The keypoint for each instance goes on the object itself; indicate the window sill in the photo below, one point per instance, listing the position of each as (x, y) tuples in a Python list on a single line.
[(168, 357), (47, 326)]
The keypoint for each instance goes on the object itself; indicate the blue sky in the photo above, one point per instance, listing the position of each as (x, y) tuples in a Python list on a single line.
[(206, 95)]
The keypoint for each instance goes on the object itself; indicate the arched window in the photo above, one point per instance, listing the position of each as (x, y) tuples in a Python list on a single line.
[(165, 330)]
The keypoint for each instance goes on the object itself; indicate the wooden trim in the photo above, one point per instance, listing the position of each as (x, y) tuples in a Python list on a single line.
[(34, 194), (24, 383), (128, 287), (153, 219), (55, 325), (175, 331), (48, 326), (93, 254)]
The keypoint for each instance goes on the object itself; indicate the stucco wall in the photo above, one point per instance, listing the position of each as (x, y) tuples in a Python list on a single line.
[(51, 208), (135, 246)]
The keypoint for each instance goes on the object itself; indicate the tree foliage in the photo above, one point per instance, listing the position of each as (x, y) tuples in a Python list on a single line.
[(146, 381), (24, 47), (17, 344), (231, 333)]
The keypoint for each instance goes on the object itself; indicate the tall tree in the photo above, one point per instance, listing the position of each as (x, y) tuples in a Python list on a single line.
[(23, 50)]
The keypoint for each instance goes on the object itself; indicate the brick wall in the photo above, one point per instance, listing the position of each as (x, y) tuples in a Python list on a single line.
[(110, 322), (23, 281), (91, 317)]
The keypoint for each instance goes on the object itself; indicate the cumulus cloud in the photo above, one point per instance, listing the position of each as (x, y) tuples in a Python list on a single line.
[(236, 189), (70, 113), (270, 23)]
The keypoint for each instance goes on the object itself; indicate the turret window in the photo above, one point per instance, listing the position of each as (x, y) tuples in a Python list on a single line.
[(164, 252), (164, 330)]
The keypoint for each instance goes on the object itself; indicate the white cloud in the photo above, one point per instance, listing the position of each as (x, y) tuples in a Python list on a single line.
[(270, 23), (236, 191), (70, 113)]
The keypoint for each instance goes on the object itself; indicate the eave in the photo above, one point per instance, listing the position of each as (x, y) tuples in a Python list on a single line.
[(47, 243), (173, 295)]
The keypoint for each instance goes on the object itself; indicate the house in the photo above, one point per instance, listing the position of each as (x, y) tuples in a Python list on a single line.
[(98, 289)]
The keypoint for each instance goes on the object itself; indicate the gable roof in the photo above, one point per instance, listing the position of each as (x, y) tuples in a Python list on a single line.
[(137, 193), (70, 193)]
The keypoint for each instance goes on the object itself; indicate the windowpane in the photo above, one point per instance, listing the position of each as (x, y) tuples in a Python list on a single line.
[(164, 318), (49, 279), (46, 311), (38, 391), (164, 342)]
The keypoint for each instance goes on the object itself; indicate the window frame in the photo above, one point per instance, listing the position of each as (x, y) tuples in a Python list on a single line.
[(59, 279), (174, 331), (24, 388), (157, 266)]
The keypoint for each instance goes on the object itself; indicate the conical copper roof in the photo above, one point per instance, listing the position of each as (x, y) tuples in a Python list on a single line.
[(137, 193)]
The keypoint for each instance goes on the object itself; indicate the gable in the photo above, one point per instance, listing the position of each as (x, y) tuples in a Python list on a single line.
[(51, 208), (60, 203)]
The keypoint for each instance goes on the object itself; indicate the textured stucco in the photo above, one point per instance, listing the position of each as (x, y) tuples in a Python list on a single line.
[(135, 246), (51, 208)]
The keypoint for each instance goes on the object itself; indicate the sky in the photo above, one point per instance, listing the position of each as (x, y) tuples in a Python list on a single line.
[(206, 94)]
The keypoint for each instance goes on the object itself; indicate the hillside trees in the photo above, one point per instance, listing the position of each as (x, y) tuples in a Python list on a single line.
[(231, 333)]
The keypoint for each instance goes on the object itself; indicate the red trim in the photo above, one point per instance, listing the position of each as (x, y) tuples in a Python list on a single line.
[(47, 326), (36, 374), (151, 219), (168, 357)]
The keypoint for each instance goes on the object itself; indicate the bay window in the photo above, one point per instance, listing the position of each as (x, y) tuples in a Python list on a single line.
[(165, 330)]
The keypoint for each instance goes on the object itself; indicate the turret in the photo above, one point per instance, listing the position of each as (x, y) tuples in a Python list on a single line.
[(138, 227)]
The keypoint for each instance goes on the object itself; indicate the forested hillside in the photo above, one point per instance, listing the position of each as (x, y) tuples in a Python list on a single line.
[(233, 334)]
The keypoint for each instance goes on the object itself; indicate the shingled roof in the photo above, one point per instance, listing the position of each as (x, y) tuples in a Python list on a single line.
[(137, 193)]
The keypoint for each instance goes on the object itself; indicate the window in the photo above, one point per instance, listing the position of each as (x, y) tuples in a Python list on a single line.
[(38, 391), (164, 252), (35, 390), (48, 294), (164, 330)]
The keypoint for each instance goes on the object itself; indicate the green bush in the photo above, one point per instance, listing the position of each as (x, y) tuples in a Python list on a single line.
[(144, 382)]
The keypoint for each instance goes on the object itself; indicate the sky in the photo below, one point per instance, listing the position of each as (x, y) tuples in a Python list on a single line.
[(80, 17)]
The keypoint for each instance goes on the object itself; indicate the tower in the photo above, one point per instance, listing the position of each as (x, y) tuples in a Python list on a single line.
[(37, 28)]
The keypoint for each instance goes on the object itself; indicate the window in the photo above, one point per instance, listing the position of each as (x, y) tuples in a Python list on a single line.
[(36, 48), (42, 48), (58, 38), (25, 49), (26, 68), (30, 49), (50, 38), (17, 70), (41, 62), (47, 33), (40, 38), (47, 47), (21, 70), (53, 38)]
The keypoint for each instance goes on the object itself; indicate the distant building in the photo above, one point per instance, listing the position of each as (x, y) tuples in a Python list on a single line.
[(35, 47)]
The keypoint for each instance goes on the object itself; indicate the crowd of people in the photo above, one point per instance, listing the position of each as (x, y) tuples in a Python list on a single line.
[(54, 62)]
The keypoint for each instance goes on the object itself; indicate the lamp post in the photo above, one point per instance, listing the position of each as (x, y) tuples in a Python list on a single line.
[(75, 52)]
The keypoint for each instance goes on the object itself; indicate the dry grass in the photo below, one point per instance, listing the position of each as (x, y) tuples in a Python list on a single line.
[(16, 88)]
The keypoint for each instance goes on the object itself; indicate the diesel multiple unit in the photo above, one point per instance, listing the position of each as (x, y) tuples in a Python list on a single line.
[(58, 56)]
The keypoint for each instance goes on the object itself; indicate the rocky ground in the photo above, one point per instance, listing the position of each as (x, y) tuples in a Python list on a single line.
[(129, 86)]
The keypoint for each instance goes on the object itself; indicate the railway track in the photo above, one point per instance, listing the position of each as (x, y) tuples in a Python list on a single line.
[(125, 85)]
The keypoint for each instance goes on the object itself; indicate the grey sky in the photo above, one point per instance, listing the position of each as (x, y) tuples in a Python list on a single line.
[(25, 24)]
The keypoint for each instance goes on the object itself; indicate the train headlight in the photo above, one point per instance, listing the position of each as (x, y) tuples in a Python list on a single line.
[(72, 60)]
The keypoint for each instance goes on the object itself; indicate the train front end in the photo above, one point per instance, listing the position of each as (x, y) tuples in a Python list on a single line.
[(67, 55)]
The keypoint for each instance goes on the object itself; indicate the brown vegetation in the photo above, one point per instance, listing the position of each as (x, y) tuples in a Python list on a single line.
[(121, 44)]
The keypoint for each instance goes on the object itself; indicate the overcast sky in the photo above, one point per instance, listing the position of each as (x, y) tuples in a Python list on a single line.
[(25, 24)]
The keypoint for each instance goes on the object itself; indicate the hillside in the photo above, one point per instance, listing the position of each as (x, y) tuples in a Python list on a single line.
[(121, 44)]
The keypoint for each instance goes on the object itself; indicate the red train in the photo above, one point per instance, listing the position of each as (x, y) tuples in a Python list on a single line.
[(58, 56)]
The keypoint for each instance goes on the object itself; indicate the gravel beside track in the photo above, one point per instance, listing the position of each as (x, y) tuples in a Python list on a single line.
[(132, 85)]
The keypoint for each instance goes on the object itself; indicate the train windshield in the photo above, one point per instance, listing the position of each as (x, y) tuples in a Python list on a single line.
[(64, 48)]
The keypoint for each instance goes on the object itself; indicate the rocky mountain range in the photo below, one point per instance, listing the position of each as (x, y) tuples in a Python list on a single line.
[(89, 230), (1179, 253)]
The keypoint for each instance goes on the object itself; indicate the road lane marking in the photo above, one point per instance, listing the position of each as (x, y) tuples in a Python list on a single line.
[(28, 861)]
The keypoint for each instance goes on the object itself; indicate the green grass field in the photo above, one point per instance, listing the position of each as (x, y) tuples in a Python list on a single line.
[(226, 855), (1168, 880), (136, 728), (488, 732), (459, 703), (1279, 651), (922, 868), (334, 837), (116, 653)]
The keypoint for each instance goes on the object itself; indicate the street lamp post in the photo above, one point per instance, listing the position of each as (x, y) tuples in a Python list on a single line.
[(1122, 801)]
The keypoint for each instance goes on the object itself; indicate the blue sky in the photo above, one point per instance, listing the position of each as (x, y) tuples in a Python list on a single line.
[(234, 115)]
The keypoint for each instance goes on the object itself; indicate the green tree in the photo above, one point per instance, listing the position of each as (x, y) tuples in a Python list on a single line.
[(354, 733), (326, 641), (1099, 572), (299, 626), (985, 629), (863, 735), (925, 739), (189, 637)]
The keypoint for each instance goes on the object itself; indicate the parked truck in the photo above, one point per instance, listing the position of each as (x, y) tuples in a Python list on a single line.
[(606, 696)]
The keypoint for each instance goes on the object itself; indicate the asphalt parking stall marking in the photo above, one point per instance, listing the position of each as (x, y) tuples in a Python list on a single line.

● Problem requirements
Produce an exact copy of the lines from the one containing "indicate the parked" through the final line of the data, both ends included, and only those.

● Exercise answer
The keypoint for each instance goes on the object itself; indicate the parked truck in the photo above, one point per instance, listing the position of each as (x, y) tuples in a Python list on a single line.
[(606, 696)]
The keypoint for each instance goes on the object itself; indicate the asphalt parking stall marking in the photo above, one point per instance, listing the position of each as (x, y) tuples in a Python list on a single line.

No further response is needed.